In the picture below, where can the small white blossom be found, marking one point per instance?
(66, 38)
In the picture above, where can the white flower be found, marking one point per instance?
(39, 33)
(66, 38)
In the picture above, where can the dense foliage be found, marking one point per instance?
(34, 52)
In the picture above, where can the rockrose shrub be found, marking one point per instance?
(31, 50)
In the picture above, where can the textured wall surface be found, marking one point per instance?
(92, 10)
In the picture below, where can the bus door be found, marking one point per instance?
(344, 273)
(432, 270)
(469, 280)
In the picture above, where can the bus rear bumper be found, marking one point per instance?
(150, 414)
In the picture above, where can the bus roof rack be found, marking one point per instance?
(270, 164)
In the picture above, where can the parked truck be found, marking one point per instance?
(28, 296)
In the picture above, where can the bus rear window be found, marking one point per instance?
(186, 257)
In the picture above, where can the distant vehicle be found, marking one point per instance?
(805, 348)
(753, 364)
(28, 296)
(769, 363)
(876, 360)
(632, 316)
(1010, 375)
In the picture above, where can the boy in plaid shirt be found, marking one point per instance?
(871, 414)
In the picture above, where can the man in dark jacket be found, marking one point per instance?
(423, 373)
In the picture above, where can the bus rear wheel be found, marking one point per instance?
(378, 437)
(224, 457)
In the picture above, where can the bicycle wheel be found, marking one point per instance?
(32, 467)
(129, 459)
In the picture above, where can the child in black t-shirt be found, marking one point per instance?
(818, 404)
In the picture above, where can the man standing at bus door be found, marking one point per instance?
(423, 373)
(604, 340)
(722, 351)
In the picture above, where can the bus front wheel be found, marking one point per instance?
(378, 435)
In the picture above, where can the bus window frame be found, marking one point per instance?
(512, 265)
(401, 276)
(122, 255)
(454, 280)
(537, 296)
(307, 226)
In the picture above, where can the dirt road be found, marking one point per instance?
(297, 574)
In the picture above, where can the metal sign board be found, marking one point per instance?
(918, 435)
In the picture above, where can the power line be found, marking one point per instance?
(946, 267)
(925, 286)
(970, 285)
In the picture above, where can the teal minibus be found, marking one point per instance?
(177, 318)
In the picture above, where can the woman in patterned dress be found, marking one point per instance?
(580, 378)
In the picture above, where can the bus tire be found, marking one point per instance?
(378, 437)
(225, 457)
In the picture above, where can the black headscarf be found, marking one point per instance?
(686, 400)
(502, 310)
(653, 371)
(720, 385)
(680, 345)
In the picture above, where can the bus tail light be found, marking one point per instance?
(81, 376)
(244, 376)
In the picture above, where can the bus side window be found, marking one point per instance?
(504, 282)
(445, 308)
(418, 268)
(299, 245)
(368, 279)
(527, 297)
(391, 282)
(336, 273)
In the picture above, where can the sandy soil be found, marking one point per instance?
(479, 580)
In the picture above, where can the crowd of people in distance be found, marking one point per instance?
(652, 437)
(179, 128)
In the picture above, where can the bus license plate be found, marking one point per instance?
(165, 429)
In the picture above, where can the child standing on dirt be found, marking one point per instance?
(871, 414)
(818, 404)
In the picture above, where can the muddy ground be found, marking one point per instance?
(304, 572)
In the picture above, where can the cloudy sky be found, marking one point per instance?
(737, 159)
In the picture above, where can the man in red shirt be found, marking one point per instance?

> _GIVEN REQUEST_:
Copy the items word for word, from the line containing "In the picture above, where can the cloudy" up to and including the last line of the items.

> _REPLY_:
In the picture above, where can the cloudy sky be found, marking one point per instance?
(737, 159)
In the picture above, where can the man in red shirt be found, marking one point per instance?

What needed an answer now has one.